[OS X TeX] OS X 10.10.3

Ross Moore ross.moore at mq.edu.au
Fri Apr 10 04:07:27 CEST 2015


Hi Richard,

On 10/04/2015, at 1:48 AM, Richard Seguin wrote:

> 
>> On Apr 8, 2015, at 8:08 PM, Richard Seguin <riseguin at earthlink.net> wrote:

> 
> Adobe Reader, with its proprietary font smoothing algorithms, still gives the crispest results, almost eliminating the motivation for retina screens, but Reader is buggy and not TeX friendly at all,

Why do you say this?
There are many features, supported within the PDF specifications,
that can be implemented with TeX and that *only* Adobe Reader shows 
correctly.

So if you have some things which cause you to say "not TeX friendly"
it is quite possible that you are doing it the wrong way with TeX.
If an effect works in a non-Adobe PDF reader, but does not work
in Acrobat Pro or Adobe Reader, the most likely explanation is
that it has *not* been implemented correctly, rather than that
Adobe Reader is getting it wrong, or is not TeX-friendly.

It may well be that a package writer has not implemented the 
PDF specifications correctly, or to best interpretation.


That is not to say that Reader has no bugs at all --- it most 
certainly does have some, as does any complex piece of software.

=== Stated problem A ===
Reproduce the message about Adobe Reader and TeX word for word, in full.
The message and the rows have nothing to do with each other.

=== Material supplied ===
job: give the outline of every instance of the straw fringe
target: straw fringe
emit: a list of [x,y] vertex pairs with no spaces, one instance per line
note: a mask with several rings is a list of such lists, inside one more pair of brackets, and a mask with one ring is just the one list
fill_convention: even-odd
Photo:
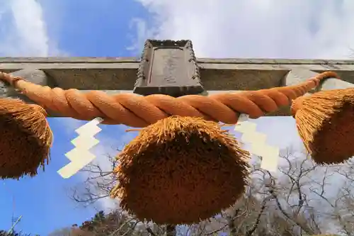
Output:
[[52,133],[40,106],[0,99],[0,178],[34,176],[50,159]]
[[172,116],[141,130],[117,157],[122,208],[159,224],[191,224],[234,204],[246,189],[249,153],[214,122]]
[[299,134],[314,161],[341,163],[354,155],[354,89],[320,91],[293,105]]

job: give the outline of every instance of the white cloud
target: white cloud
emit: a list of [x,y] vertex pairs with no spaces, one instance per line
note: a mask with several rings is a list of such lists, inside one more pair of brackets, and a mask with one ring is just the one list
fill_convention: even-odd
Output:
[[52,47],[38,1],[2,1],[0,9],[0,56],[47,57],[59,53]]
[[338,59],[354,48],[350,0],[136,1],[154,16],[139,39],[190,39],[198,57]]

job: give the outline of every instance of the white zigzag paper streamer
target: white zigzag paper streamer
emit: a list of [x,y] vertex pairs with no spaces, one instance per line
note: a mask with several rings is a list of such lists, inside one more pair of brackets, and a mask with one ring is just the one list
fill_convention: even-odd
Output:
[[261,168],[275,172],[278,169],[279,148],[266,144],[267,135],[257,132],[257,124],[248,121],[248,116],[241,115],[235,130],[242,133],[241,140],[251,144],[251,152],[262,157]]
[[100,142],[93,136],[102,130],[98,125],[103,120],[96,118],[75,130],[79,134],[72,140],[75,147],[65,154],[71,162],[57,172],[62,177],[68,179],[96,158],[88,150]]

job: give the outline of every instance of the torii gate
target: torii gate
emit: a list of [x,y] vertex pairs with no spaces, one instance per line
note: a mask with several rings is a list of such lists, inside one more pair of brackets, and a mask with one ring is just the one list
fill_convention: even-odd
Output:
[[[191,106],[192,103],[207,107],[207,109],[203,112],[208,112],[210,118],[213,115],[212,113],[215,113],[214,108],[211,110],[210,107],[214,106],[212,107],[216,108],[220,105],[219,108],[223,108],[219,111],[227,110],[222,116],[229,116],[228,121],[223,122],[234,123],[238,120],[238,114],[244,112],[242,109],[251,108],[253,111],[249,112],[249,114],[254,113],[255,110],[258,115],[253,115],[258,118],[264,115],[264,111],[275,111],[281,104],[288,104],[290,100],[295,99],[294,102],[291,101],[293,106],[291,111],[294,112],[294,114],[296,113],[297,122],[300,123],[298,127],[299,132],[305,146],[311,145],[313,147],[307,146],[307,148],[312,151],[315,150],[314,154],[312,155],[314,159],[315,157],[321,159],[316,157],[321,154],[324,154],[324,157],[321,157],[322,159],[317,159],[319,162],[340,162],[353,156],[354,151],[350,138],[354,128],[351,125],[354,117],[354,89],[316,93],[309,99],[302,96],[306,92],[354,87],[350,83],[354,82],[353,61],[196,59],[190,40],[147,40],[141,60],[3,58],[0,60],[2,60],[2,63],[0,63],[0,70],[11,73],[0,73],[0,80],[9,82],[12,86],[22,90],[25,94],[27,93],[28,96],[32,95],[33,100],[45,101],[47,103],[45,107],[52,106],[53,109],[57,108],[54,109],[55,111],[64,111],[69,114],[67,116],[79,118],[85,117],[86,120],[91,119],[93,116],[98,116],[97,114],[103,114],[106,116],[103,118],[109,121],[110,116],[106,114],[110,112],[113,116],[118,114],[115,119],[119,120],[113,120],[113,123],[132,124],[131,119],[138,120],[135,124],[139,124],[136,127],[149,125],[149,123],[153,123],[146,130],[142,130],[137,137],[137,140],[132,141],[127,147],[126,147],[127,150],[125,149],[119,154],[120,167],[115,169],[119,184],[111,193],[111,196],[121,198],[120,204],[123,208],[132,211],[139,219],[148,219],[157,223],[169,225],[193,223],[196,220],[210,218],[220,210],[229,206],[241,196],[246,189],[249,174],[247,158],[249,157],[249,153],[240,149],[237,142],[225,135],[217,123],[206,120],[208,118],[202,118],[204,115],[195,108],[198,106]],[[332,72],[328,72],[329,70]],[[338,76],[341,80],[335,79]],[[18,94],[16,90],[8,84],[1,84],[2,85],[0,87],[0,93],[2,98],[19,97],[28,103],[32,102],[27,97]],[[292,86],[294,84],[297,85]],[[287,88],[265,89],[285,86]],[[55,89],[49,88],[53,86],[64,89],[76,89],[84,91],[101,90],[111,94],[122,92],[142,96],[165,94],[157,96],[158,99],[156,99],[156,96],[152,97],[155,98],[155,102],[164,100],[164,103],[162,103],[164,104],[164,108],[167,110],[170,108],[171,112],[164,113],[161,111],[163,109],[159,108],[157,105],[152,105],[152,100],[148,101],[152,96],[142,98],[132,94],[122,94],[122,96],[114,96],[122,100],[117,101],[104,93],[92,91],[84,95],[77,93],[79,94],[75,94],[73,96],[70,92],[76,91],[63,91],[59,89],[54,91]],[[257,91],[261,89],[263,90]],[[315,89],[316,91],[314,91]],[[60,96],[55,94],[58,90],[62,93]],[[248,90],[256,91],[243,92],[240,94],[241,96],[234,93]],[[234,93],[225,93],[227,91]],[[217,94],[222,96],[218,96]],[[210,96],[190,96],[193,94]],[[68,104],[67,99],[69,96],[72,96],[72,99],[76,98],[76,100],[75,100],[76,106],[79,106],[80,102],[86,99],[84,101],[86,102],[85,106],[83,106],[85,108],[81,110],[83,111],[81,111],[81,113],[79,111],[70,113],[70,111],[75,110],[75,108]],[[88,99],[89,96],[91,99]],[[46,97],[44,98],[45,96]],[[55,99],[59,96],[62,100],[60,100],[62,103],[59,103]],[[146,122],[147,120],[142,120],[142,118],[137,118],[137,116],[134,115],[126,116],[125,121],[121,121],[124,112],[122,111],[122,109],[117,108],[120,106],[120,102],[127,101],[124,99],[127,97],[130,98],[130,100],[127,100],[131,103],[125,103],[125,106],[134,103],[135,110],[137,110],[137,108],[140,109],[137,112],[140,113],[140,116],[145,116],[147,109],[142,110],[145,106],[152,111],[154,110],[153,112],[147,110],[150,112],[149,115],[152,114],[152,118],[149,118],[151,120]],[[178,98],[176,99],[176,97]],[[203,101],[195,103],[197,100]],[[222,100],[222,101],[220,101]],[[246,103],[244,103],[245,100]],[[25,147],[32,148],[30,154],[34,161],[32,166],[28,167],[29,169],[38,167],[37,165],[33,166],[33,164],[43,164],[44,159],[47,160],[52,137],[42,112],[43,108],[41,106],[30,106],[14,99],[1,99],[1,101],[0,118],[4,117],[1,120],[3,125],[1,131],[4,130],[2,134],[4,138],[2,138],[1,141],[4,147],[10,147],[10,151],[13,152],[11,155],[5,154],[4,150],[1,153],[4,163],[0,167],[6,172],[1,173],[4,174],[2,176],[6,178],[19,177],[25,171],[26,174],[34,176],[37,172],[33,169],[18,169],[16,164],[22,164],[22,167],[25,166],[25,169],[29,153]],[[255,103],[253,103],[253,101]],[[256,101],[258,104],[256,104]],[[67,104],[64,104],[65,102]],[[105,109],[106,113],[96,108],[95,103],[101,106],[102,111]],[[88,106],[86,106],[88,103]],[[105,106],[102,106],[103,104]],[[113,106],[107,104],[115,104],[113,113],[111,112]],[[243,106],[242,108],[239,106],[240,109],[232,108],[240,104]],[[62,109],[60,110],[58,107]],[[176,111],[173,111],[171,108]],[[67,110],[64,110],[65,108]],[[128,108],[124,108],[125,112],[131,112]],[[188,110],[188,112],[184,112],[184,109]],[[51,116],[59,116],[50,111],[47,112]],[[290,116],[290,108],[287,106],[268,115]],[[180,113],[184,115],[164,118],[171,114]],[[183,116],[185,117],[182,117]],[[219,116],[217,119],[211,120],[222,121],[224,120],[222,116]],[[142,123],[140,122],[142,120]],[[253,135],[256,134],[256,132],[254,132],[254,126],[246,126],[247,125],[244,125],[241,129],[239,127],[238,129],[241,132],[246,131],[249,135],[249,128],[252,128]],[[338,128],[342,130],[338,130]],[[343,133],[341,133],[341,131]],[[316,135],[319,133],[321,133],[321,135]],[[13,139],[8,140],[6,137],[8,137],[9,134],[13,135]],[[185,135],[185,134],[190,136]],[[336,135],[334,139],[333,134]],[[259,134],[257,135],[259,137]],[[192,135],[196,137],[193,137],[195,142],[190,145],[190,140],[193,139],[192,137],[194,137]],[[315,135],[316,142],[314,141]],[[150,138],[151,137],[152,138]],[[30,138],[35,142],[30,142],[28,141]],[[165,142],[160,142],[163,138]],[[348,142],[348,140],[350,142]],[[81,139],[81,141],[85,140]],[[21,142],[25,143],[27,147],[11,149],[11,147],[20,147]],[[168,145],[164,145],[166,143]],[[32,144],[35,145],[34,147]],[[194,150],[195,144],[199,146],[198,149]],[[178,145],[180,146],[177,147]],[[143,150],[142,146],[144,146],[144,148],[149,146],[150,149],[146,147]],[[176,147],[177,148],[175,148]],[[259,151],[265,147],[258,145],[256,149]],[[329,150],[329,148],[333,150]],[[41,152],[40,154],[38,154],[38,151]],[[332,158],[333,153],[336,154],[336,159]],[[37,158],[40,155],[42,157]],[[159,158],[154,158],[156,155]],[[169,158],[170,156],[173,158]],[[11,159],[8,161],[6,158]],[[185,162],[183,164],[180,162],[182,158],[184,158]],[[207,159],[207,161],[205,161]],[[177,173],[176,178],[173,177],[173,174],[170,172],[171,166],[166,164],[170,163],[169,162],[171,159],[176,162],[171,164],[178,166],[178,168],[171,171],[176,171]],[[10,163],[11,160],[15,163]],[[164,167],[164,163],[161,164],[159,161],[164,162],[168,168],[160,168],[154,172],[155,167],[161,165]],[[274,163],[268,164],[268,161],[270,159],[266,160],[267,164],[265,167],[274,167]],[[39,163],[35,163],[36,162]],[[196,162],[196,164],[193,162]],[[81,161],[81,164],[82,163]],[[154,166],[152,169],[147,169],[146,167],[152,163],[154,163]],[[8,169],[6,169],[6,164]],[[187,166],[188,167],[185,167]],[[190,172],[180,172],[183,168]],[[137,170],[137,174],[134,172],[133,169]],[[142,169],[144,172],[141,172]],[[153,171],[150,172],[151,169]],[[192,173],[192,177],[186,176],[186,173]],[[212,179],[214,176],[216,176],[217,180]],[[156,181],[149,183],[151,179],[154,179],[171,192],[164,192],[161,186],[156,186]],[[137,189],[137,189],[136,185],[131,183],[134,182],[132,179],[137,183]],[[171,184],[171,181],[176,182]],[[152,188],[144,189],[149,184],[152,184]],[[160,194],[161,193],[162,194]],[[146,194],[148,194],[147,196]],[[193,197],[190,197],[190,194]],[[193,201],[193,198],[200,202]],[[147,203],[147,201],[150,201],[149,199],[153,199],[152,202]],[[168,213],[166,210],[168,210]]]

=== Stated problem B ===
Pull out every line in the rows that includes the string "cloud".

=== Exercise response A ===
[OS X TeX] OS X 10.10.3

Ross Moore ross.moore at mq.edu.au
Fri Apr 10 04:07:27 CEST 2015


Hi Richard,

On 10/04/2015, at 1:48 AM, Richard Seguin wrote:

> 
>> On Apr 8, 2015, at 8:08 PM, Richard Seguin <riseguin at earthlink.net> wrote:

> 
> Adobe Reader, with its proprietary font smoothing algorithms, still gives the crispest results, almost eliminating the motivation for retina screens, but Reader is buggy and not TeX friendly at all,

Why do you say this?
There are many features, supported within the PDF specifications,
that can be implemented with TeX and that *only* Adobe Reader shows 
correctly.

So if you have some things which cause you to say "not TeX friendly"
it is quite possible that you are doing it the wrong way with TeX.
If an effect works in a non-Adobe PDF reader, but does not work
in Acrobat Pro or Adobe Reader, the most likely explanation is
that it has *not* been implemented correctly, rather than that
Adobe Reader is getting it wrong, or is not TeX-friendly.

It may well be that a package writer has not implemented the 
PDF specifications correctly, or to best interpretation.


That is not to say that Reader has no bugs at all --- it most 
certainly does have some, as does any complex piece of software.

=== Exercise response B ===
job: give the outline of every instance of the white cloud
target: white cloud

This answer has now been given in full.